> [Seite]
:::

Was ist die wahre und was die falsche Weise, demütig zu sein?
Ganz einfach: Wenn man den Leuten sagt: „Seid demütig“, denken sie sofort daran, gegenüber anderen Menschen demütig zu sein, und diese Demut ist nichts wert. Die wahre Demut ist die Demut gegenüber dem Göttlichen, das heißt die präzise, die konkrete Wahrnehmung, dass man ohne das Göttliche nichts ist, nichts kann und nichts versteht, dass selbst außerordentlich intelligent und begabt zu sein nichts ist im Vergleich zum göttlichen Bewusstsein. Und diese Demut muss man immer beibehalten, denn so nimmt man die wahre Haltung der Empfänglichkeit ein, einer demütigen Empfänglichkeit, die dem Göttlichen keinerlei persönlichen Anspruch entgegenstellt.

Worte der Mutter
Wenn man ganz einfach offen sein könnte, wirklich offen, in einer Einfachheit, die weiß, dass sie unwissend ist, so (Gebärde der Hingabe nach oben), bereit, alles zu empfangen, was kommt – dann kann sich etwas ergeben.
Und natürlich dieser Durst nach Fortschritt, Durst nach Wissen, Durst nach Umwandlung, und vor allem Durst nach Liebe und nach Wahrheit – wenn man das beibehalten kann, kommt man schneller voran. Ein Durst, wirklich ein Bedürfnis, ein Bedürfnis.
Alles Übrige ist unwichtig. Das ist es, was man braucht.
Sich an das zu klammern, was man zu wissen glaubt, sich an das zu klammern, was man fühlt, sich an das zu klammern, was man liebt, sich an seine Gewohnheiten zu klammern, sich an seinen vermeintlichen Bedarf zu klammern, sich an die Welt zu klammern, wie sie ist – das ist es, was einen bindet. Das alles muss man abbauen, eins nach dem anderen, alle Fesseln lösen.

:::

> [Gegebene Daten]

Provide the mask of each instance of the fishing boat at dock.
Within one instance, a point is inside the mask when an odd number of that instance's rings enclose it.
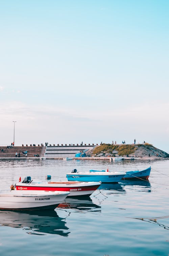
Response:
[[[17,190],[45,190],[49,191],[67,191],[69,196],[90,196],[100,185],[98,182],[78,181],[41,181],[32,180],[30,176],[25,177],[22,182],[15,184]]]
[[[69,192],[11,190],[0,193],[0,209],[37,210],[55,209],[66,198]]]
[[[119,172],[110,173],[91,170],[88,172],[78,172],[74,169],[70,173],[66,175],[68,180],[78,181],[100,181],[102,183],[117,183],[126,174],[125,173]]]
[[[90,171],[91,172],[99,172],[100,173],[103,172],[104,173],[105,172],[106,173],[106,171],[105,170],[103,170],[102,171],[90,170]],[[140,179],[140,180],[148,180],[150,176],[150,166],[144,170],[142,170],[141,171],[137,170],[136,171],[131,171],[129,172],[125,172],[125,175],[124,177],[122,178],[122,179],[134,180]],[[112,175],[114,173],[113,172],[111,171],[109,171],[109,173],[110,174],[112,174]]]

:::

> [Aufgabe] Entscheide für jede der Aussagen (a), (b) und (c), ob sie mit dem Text über Demut übereinstimmt, und belege dein Ja oder Nein mit den entscheidenden Worten des Textes als wörtlichem Zitat. (a) Demut gegenüber anderen Menschen hat großen Wert. (b) Die wahre Demut ist die Demut gegenüber dem Göttlichen. (c) Sich an seine Gewohnheiten zu klammern, bindet einen. Die Zeilen werden hier nicht gebraucht.

> [Lösung]
(a) Nein: „diese Demut ist nichts wert“
(b) Ja: „Die wahre Demut ist die Demut gegenüber dem Göttlichen“
(c) Ja: „sich an seine Gewohnheiten zu klammern“ und „das ist es, was einen bindet“